→ Task to complete
Recast the lines of the listing below as a JSON list of strings, from the line containing "item: khaki shirt" through the line containing "[438,0,862,223]", with one string per line and blank lines left out. Include only those lines.

→ Data lines
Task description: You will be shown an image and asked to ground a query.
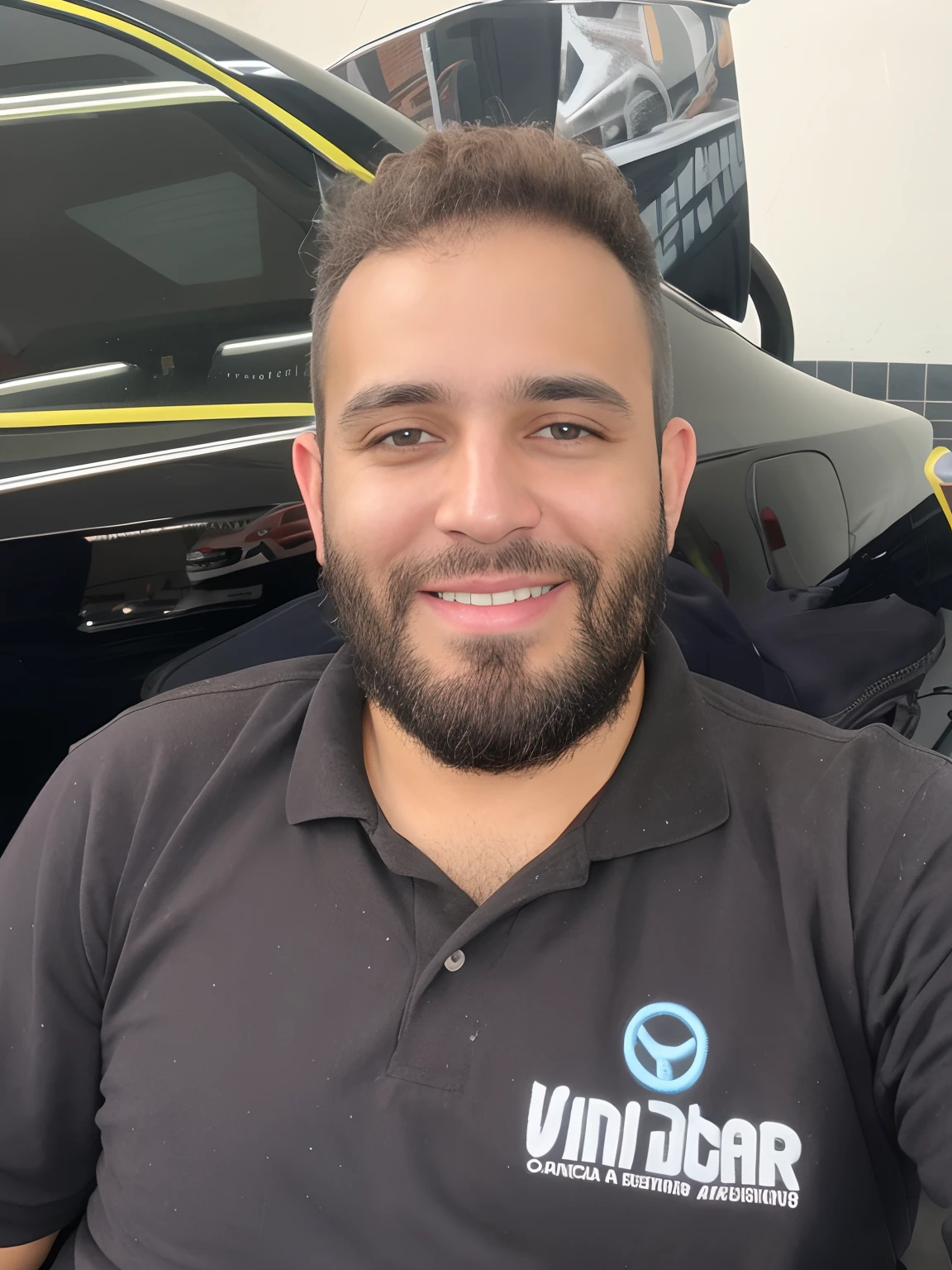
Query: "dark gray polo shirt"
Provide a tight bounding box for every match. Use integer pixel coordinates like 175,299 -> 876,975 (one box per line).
0,633 -> 952,1270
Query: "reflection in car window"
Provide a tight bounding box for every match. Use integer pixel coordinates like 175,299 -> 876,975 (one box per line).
0,10 -> 334,412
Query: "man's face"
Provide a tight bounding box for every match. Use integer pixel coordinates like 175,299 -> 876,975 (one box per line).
296,222 -> 693,771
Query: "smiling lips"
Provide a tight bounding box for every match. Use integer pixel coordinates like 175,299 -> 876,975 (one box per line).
420,578 -> 565,635
436,581 -> 559,607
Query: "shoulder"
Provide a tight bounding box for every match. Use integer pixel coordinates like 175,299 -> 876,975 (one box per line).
694,676 -> 952,799
69,654 -> 334,768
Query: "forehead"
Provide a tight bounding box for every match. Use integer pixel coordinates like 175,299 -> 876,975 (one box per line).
324,222 -> 651,401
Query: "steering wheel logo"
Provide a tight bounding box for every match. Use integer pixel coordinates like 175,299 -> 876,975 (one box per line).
623,1000 -> 707,1093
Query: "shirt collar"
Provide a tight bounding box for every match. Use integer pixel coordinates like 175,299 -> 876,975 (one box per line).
287,626 -> 730,860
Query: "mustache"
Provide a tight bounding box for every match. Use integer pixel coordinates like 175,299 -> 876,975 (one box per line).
387,538 -> 599,614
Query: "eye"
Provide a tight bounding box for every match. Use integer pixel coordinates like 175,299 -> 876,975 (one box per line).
379,428 -> 436,448
535,423 -> 594,441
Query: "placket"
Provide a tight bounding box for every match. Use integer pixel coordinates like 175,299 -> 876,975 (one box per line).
387,825 -> 589,1093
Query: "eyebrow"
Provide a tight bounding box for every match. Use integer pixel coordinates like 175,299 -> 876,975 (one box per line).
507,375 -> 631,414
338,384 -> 453,428
338,375 -> 631,429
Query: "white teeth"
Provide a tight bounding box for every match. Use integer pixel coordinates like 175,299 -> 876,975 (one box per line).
436,583 -> 556,609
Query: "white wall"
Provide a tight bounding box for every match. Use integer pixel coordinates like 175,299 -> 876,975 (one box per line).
731,0 -> 952,362
190,0 -> 952,362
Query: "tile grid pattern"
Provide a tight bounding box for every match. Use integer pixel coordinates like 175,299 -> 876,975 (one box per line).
793,362 -> 952,437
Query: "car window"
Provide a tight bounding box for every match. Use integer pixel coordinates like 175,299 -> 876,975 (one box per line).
0,9 -> 334,422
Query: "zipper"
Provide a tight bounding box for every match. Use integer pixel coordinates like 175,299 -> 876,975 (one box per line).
826,639 -> 945,728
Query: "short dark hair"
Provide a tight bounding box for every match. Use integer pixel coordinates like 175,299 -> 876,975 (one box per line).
311,125 -> 674,441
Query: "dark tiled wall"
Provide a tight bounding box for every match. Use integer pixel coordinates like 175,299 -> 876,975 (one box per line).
793,362 -> 952,436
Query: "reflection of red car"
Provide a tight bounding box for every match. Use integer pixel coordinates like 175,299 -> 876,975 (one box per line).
185,503 -> 313,581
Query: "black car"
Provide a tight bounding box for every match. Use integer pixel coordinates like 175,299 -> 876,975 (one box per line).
0,0 -> 952,858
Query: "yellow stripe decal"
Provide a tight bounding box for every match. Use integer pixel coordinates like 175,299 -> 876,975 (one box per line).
926,446 -> 952,528
20,0 -> 374,180
0,401 -> 313,428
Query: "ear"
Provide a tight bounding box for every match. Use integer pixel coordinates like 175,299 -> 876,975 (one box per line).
661,419 -> 697,551
291,432 -> 324,564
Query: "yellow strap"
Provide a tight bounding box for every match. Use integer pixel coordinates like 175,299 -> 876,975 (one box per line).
0,401 -> 313,428
19,0 -> 374,180
926,446 -> 952,528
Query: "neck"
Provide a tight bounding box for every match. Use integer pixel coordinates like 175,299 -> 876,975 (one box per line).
363,663 -> 645,903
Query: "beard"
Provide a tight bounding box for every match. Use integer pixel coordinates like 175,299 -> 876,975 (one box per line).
321,516 -> 668,772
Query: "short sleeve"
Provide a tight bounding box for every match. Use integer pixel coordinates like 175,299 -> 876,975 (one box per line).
855,763 -> 952,1252
0,754 -> 102,1247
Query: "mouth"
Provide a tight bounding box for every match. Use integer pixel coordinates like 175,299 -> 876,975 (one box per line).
428,581 -> 562,609
419,576 -> 568,635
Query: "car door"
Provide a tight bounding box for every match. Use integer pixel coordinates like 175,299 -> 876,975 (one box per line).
0,0 -> 412,842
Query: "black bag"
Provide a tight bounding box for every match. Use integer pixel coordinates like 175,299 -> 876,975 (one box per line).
664,557 -> 945,737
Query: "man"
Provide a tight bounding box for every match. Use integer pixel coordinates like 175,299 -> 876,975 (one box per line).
0,121 -> 952,1270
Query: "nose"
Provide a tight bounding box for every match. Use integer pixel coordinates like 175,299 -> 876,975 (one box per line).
436,426 -> 542,542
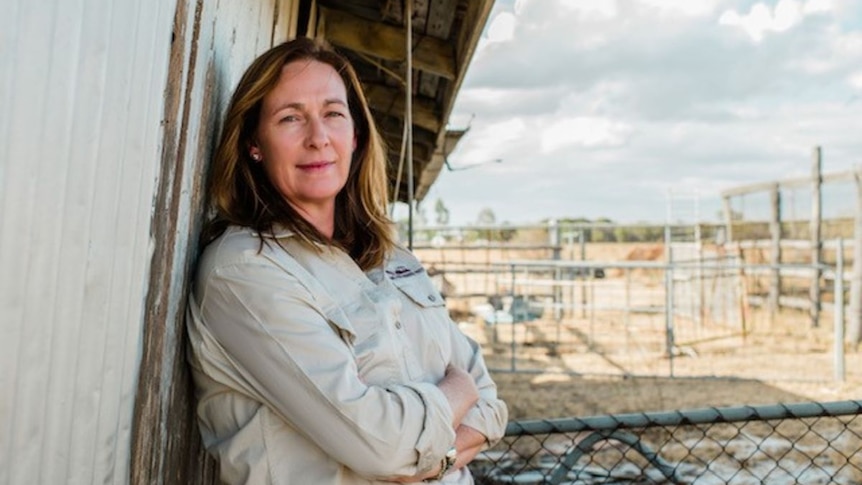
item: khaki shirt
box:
[187,227,508,485]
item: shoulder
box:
[197,226,302,280]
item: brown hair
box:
[202,37,395,269]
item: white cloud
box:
[720,0,833,42]
[541,117,632,153]
[559,0,619,18]
[488,12,515,42]
[638,0,717,17]
[802,0,834,15]
[438,0,862,223]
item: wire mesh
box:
[470,401,862,485]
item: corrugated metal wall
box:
[0,0,299,485]
[131,0,299,485]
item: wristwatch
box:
[422,446,458,482]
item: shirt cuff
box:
[404,383,455,474]
[461,400,508,446]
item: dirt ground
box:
[492,366,862,420]
[416,244,862,420]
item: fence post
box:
[847,166,862,345]
[722,195,733,242]
[769,183,781,328]
[833,238,845,382]
[808,146,823,327]
[664,225,675,377]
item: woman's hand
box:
[390,424,487,483]
[437,366,479,430]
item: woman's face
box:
[251,60,356,216]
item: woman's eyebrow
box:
[270,98,347,115]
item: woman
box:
[187,38,507,485]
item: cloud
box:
[541,117,632,153]
[718,0,832,42]
[429,0,862,223]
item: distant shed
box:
[0,0,493,485]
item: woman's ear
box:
[248,143,263,162]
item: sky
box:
[405,0,862,225]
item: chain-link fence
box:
[470,401,862,485]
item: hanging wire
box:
[406,0,413,250]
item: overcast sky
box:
[408,0,862,224]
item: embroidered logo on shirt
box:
[386,266,425,280]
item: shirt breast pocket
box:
[392,272,446,308]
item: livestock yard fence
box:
[414,218,862,380]
[470,401,862,485]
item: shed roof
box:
[317,0,494,202]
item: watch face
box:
[446,446,458,466]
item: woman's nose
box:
[307,118,329,148]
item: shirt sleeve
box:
[199,258,455,478]
[450,323,509,446]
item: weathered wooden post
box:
[722,195,733,243]
[808,146,823,327]
[768,183,781,327]
[847,166,862,344]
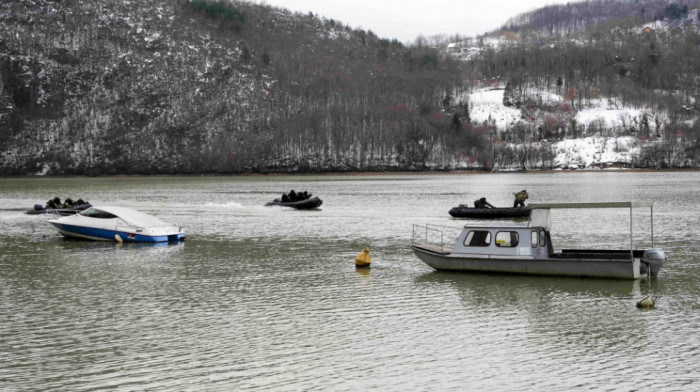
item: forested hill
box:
[0,0,700,175]
[0,0,471,175]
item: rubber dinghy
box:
[450,204,530,219]
[265,196,323,210]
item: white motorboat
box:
[49,207,185,242]
[411,202,666,279]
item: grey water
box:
[0,171,700,391]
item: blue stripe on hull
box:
[54,223,185,242]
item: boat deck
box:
[413,243,452,255]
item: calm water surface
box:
[0,172,700,391]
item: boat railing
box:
[411,224,457,253]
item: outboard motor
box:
[642,248,666,276]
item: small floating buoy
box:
[637,295,660,309]
[355,246,372,268]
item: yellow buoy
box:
[355,246,372,268]
[637,295,660,309]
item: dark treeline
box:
[502,0,700,36]
[472,1,700,167]
[0,0,483,174]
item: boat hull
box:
[49,222,185,242]
[265,196,323,210]
[450,206,530,219]
[413,246,646,279]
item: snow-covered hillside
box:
[462,87,688,170]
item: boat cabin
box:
[411,202,666,279]
[452,226,553,259]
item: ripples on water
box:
[0,173,700,391]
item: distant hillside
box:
[0,0,700,175]
[440,1,700,167]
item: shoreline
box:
[0,168,700,179]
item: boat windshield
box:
[80,207,117,219]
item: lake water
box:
[0,171,700,391]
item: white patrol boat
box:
[49,207,185,242]
[411,202,666,279]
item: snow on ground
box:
[576,99,651,128]
[469,87,521,130]
[553,136,640,168]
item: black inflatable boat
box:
[26,203,92,216]
[450,204,530,219]
[265,196,323,210]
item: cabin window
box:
[80,208,117,219]
[496,231,519,248]
[540,230,547,248]
[464,230,491,246]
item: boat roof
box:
[464,225,535,230]
[90,206,170,227]
[528,201,654,210]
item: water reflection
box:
[0,173,700,391]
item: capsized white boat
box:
[411,202,666,279]
[49,206,185,242]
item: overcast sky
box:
[257,0,575,43]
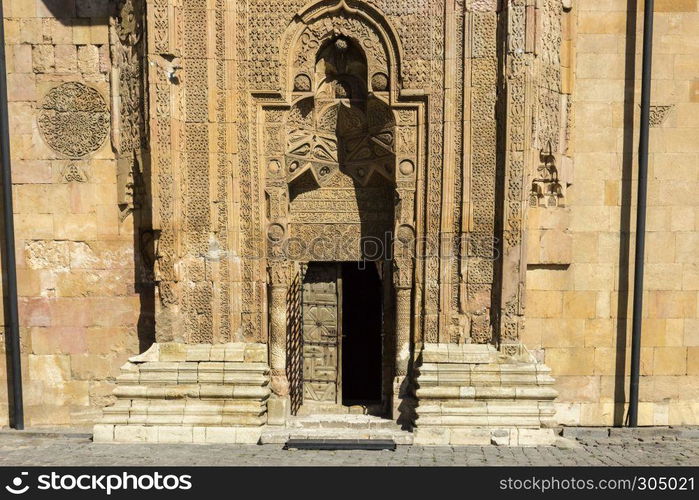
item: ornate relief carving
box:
[111,0,148,219]
[650,105,674,127]
[38,82,110,159]
[61,163,88,182]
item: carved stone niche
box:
[527,151,573,266]
[258,2,423,421]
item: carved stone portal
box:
[98,0,572,442]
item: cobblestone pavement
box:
[0,432,699,466]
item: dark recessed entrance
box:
[342,262,383,405]
[301,262,386,414]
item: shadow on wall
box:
[0,180,16,427]
[613,0,642,426]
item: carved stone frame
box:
[260,2,426,416]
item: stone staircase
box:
[95,343,270,443]
[260,414,413,445]
[415,344,558,445]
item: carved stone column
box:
[269,261,290,396]
[267,260,291,425]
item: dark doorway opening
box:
[342,262,383,405]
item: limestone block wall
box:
[0,0,147,426]
[523,0,699,425]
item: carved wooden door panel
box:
[302,263,342,403]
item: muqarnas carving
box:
[39,82,109,159]
[529,149,567,207]
[111,0,147,219]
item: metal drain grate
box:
[284,438,396,451]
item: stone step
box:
[416,385,558,401]
[260,427,413,445]
[419,372,554,387]
[419,362,551,373]
[286,415,398,429]
[420,401,556,418]
[416,414,553,429]
[114,384,270,400]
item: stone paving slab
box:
[0,433,699,466]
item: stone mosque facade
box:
[0,0,699,445]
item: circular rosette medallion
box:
[39,82,110,158]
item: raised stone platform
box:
[94,343,270,443]
[415,344,558,446]
[260,415,413,445]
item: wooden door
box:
[302,263,342,404]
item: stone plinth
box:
[95,343,270,443]
[415,344,557,445]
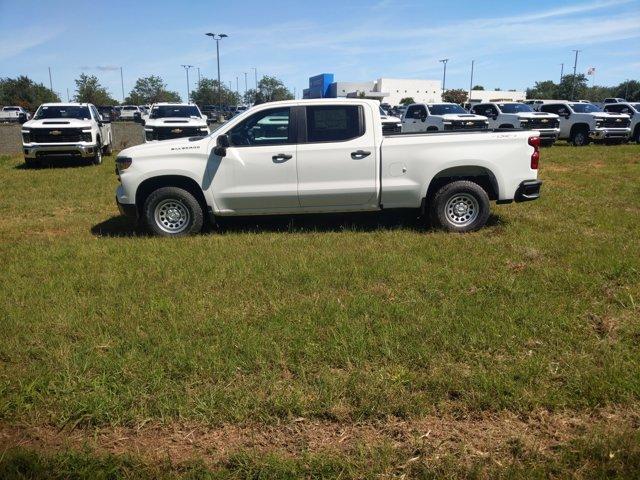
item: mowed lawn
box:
[0,144,640,478]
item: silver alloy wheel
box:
[154,199,191,234]
[444,193,480,227]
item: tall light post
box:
[205,33,229,108]
[569,50,581,100]
[182,65,193,103]
[440,58,449,93]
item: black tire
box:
[430,180,490,233]
[571,128,589,147]
[142,187,204,237]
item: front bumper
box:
[22,143,98,158]
[514,180,542,202]
[589,128,631,140]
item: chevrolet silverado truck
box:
[603,102,640,143]
[402,103,489,133]
[116,99,542,236]
[144,103,209,142]
[0,106,31,123]
[540,101,631,147]
[471,102,560,147]
[22,103,113,165]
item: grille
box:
[153,126,204,140]
[382,122,402,135]
[31,128,82,143]
[526,118,560,130]
[600,118,631,128]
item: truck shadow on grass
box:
[91,212,507,237]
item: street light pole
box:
[440,58,449,93]
[182,65,193,103]
[205,33,229,109]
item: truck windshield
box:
[498,103,533,113]
[150,105,200,118]
[33,105,91,120]
[429,103,468,115]
[569,103,602,113]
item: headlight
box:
[116,157,133,172]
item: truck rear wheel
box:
[142,187,203,237]
[430,180,490,233]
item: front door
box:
[212,107,300,213]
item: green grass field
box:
[0,145,640,478]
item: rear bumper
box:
[22,143,98,158]
[514,180,542,202]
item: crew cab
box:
[116,99,542,236]
[603,102,640,143]
[144,103,209,142]
[540,101,631,147]
[22,103,113,165]
[471,102,560,146]
[402,103,489,133]
[0,106,31,123]
[379,105,402,135]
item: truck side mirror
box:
[213,133,231,157]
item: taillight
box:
[529,137,540,170]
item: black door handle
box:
[271,153,293,163]
[351,150,371,160]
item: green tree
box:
[442,88,469,104]
[74,73,118,105]
[0,75,60,112]
[124,75,181,105]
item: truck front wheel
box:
[142,187,203,237]
[431,180,490,233]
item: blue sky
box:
[0,0,640,99]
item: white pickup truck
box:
[471,102,560,146]
[22,103,113,165]
[402,103,489,133]
[116,99,542,236]
[0,106,31,123]
[539,101,631,147]
[142,103,209,142]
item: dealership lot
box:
[0,143,640,478]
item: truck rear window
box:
[307,105,364,143]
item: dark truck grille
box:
[524,118,560,130]
[382,122,402,135]
[31,128,82,143]
[598,118,631,128]
[444,120,488,130]
[153,125,205,140]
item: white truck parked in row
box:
[143,103,209,142]
[540,101,631,147]
[0,106,31,123]
[22,103,113,165]
[116,99,542,236]
[402,103,489,133]
[603,102,640,143]
[471,102,560,146]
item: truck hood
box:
[22,118,92,128]
[144,117,207,127]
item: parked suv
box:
[402,103,489,133]
[603,102,640,143]
[471,102,560,146]
[540,102,631,147]
[22,103,113,165]
[144,103,209,142]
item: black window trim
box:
[298,103,367,145]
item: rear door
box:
[297,104,379,209]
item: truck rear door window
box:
[307,105,364,143]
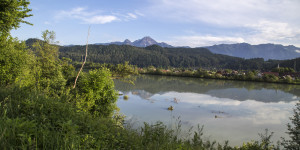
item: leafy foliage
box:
[0,0,32,40]
[76,68,117,117]
[59,45,282,70]
[282,102,300,150]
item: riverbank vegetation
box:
[139,66,300,84]
[0,0,300,149]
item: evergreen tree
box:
[282,102,300,150]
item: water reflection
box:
[115,76,300,145]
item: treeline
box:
[139,66,300,84]
[55,45,300,71]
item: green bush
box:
[76,68,118,117]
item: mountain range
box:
[96,36,173,47]
[96,36,300,60]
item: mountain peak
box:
[96,36,173,47]
[133,36,158,47]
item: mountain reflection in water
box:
[115,75,300,145]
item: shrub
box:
[76,68,118,117]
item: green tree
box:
[33,30,66,91]
[282,102,300,150]
[0,0,32,40]
[0,37,36,86]
[0,0,34,86]
[75,68,118,117]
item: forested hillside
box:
[59,45,282,70]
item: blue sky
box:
[12,0,300,47]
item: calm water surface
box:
[115,75,300,145]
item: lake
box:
[115,75,300,145]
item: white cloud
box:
[147,0,300,46]
[55,7,143,24]
[127,13,137,19]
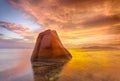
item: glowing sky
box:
[0,0,120,47]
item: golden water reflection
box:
[57,49,120,81]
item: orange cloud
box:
[9,0,120,47]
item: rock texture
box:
[32,30,72,61]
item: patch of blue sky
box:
[0,0,42,31]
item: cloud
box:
[9,0,120,46]
[0,21,29,33]
[82,15,120,27]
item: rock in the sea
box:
[32,30,72,61]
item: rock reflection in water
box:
[32,61,68,81]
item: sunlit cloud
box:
[5,0,120,47]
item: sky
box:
[0,0,120,48]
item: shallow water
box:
[0,49,120,81]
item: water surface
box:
[0,49,120,81]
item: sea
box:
[0,48,120,81]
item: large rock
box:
[32,30,72,61]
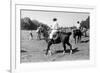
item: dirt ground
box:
[20,30,89,63]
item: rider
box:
[76,21,80,29]
[49,18,59,39]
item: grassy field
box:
[20,30,89,63]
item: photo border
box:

→ Exercise output
[
  "item: khaki shirt",
  "box:",
  "[187,227,508,485]",
  "item: shoulder",
  "box:",
  "[197,226,302,280]",
  "item: brown hair",
  "box:",
  "[202,37,395,269]",
  "item: white cloud",
  "box:",
  "[720,0,833,42]",
  "[541,117,632,153]",
  "[559,0,619,18]",
  "[488,12,515,42]",
  "[638,0,717,17]",
  "[802,0,834,15]",
  "[438,0,862,223]"
]